Given data.
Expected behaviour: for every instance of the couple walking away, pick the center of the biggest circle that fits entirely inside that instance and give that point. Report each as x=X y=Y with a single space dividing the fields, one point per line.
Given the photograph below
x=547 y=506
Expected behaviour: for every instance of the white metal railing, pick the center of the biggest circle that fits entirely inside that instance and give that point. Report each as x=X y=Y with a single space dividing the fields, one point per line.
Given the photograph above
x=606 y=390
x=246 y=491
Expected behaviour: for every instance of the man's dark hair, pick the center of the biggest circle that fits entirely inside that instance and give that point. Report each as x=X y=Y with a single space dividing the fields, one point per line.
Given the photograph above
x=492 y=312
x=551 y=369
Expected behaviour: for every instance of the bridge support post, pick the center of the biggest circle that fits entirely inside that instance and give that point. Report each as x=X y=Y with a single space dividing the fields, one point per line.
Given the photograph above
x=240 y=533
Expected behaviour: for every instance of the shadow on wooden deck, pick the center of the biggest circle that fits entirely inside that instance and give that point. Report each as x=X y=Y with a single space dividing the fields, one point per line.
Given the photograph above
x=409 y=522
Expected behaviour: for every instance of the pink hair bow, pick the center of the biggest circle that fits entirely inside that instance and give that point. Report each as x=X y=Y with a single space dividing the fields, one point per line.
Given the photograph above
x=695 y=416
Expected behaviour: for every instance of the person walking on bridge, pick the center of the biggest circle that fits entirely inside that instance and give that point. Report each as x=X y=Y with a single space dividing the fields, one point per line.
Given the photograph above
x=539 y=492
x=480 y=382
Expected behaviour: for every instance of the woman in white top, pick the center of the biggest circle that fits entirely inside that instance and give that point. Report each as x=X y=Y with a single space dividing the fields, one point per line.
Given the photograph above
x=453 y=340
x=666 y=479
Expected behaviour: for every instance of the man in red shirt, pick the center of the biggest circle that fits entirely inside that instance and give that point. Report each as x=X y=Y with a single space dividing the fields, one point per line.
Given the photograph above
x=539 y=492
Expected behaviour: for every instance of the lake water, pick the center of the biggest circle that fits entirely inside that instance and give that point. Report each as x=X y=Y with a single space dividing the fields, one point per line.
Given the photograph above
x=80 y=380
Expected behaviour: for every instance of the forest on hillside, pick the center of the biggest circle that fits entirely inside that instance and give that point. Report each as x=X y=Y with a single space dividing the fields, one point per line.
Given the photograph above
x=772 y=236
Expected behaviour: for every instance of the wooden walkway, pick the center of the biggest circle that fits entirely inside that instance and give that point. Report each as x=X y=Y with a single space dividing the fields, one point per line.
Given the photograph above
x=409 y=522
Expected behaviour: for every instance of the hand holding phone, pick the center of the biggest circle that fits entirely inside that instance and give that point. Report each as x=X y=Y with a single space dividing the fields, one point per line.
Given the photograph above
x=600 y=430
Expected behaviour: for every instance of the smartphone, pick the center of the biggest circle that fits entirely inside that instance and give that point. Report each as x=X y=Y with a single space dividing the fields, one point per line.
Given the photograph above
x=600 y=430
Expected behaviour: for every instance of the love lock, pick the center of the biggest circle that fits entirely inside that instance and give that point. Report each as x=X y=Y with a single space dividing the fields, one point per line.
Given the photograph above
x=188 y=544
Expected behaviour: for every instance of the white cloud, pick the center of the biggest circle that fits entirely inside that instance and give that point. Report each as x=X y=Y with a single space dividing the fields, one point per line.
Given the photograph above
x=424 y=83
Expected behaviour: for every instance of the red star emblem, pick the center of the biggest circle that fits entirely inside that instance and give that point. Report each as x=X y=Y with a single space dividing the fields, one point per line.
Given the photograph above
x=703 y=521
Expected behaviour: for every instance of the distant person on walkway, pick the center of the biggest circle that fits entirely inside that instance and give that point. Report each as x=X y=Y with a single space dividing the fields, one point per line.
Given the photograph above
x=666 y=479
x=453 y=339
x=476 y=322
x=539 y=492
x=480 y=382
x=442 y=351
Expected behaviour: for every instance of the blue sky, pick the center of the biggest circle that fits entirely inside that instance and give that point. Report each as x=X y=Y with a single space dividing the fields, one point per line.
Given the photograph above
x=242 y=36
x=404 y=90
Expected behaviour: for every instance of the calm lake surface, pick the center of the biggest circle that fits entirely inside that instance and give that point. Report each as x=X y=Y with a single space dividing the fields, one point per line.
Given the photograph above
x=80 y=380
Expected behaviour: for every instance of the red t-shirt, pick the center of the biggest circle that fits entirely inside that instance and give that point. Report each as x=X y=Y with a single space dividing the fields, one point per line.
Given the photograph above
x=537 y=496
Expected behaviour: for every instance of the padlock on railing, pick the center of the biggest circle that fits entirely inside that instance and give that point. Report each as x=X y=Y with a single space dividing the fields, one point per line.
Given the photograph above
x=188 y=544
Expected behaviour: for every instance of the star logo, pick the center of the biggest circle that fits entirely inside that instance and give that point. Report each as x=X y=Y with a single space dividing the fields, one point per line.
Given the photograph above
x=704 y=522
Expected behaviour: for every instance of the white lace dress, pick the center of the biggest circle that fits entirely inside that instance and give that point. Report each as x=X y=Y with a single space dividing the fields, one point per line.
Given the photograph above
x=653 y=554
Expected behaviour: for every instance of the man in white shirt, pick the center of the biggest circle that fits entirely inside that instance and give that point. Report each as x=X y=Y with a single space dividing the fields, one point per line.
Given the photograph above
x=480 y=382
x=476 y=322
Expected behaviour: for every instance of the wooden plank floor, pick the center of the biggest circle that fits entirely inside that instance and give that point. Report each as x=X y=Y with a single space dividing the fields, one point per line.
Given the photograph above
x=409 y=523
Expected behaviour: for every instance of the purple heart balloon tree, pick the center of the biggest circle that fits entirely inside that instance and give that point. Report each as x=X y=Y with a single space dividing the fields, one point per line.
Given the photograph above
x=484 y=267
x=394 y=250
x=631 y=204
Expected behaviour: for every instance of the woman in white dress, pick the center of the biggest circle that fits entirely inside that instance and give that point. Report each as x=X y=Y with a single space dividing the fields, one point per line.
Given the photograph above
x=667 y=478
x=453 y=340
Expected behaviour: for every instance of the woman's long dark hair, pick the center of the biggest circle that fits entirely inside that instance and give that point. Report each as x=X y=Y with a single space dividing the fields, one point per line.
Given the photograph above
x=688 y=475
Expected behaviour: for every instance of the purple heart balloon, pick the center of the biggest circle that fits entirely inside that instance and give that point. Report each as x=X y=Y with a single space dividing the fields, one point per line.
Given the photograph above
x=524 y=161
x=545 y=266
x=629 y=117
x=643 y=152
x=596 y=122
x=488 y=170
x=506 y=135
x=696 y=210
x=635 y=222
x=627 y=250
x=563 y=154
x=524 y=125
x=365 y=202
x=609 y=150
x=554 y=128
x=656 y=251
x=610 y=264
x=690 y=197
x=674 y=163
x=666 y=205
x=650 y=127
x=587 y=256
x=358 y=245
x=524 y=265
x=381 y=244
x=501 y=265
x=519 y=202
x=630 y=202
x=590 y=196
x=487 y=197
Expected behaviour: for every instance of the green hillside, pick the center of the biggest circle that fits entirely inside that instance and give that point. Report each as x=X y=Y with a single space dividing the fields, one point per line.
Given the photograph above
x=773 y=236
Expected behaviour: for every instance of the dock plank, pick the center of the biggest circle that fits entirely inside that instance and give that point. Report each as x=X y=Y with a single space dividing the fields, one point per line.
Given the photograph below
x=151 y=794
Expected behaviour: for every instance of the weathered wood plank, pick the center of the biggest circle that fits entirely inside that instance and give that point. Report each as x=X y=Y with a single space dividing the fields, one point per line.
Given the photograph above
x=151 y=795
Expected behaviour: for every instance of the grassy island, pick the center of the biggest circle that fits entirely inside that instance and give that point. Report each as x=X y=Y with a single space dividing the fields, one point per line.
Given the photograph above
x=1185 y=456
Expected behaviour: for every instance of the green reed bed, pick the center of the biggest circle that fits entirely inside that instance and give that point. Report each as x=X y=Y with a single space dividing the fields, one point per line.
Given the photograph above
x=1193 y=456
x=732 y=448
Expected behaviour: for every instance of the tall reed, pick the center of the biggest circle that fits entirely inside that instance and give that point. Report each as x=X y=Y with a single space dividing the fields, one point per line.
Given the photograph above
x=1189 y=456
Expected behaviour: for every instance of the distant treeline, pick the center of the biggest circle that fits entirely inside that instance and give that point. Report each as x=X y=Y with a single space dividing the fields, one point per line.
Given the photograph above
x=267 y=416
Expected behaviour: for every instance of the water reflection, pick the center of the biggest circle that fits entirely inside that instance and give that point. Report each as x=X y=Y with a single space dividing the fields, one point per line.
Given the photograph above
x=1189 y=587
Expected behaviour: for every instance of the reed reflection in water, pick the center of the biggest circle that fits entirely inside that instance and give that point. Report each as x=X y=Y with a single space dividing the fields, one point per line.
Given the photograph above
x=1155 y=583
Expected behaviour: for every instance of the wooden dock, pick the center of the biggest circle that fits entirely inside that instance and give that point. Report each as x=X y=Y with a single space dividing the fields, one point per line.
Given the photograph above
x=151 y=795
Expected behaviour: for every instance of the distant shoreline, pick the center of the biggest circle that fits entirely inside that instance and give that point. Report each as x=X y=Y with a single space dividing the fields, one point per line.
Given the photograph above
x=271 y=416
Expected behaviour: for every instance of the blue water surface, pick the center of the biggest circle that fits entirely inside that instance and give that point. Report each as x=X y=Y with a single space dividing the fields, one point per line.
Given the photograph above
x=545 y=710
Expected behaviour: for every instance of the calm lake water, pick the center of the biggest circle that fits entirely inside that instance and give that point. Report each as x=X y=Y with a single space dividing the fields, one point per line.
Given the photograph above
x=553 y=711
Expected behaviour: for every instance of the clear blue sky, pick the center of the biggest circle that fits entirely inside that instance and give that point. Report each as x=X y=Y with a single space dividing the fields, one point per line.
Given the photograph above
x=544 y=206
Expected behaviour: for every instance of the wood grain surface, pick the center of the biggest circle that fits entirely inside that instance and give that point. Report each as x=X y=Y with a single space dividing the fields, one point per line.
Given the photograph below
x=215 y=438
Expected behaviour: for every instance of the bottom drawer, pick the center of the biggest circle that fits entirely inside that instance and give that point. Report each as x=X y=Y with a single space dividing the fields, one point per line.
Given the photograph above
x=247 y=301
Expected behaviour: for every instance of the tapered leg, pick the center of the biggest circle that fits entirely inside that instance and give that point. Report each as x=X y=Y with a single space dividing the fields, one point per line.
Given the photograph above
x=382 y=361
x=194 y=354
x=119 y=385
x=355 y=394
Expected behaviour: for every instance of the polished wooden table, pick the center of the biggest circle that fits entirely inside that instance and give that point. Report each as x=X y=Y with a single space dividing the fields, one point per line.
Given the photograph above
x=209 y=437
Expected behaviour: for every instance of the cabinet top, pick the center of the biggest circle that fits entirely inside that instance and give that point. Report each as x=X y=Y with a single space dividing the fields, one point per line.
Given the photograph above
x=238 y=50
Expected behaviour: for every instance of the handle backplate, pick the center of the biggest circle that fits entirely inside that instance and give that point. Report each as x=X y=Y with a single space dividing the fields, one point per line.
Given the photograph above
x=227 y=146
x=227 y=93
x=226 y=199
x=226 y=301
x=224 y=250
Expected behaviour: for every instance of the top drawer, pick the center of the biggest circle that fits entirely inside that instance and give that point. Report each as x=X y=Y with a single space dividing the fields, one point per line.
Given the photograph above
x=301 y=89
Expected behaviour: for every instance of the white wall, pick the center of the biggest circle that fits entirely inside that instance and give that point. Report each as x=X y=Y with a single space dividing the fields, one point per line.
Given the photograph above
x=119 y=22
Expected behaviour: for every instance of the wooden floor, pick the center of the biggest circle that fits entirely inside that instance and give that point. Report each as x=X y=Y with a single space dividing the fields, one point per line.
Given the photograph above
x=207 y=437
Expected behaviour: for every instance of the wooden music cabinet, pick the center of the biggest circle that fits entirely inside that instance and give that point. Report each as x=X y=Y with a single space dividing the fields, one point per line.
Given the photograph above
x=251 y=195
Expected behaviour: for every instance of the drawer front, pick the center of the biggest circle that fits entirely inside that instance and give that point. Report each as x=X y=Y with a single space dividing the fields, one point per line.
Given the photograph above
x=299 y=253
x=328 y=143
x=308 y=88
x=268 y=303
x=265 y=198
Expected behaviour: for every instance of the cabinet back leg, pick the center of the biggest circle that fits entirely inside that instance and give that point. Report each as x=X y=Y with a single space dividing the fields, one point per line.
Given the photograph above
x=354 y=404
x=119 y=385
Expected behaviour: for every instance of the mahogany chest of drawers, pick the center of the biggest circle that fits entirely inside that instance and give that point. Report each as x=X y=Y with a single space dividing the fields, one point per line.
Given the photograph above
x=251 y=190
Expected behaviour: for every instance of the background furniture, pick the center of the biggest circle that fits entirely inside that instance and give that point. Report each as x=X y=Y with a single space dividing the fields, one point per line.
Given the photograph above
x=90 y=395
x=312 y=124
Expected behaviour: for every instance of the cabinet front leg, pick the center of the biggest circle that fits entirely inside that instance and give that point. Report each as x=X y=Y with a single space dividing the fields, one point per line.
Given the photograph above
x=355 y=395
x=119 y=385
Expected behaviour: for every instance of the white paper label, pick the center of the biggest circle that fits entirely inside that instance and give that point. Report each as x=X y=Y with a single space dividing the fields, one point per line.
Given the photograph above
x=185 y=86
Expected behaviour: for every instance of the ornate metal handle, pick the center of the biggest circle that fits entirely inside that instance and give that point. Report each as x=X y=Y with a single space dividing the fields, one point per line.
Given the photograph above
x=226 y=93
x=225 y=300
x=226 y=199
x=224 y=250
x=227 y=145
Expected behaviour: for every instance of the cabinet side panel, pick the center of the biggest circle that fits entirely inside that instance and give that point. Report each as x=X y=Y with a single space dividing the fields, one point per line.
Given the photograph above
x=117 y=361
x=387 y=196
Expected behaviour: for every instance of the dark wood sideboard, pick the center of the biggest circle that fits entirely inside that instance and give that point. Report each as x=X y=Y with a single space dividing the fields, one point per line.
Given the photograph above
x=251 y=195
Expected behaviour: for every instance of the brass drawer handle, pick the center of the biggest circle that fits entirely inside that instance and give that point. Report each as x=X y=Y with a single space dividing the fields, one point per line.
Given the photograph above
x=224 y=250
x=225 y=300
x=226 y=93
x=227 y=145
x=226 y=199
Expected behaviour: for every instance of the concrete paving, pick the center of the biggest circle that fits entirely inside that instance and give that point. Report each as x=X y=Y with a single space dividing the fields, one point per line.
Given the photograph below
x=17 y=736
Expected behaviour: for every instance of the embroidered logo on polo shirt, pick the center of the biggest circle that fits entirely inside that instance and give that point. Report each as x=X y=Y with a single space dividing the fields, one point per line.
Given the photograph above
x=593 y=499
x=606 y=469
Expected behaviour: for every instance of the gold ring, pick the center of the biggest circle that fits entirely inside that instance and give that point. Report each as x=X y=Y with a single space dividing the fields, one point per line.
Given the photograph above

The problem. Output exactly the lines from the one containing "Expected behaviour: for every instance of the dark" through the last line of the entries, both ends included.

Exercise solution.
Expected behaviour: for every instance of the dark wood sideboard, pick the center of the biggest circle that fits entirely inside that instance and give that point. Report each as x=X y=Y with a single space dividing the fields, one point per line.
Given the photograph above
x=251 y=195
Expected behaviour: for every instance of the brass drawer handle, pick the center of the biggest circle that fits entirely inside that instance and give that point. Report each as x=X y=Y with a single space dividing the fields, one point per line.
Given the photograph above
x=224 y=250
x=225 y=300
x=226 y=93
x=227 y=145
x=226 y=199
Expected behaviour: for every instance of the concrete paving, pick the center of the biggest circle that fits entirely inside that instance and give that point. Report each as x=X y=Y with a single space dividing the fields, one point per line.
Given the photograph below
x=17 y=736
Expected behaviour: for every instance of the embroidered logo on polo shirt, pick the center of the biggest circle that fits entirely inside that instance and give that point. Report each as x=X y=Y with a single space dividing the fields, one point per line.
Given the photograph above
x=593 y=499
x=606 y=469
Expected behaviour: for every instance of the gold ring, pick the center of the biggest circle that fits entirely inside that instance and give that point. Report each as x=X y=Y with a single space dividing the fields, one point per line.
Given the photograph above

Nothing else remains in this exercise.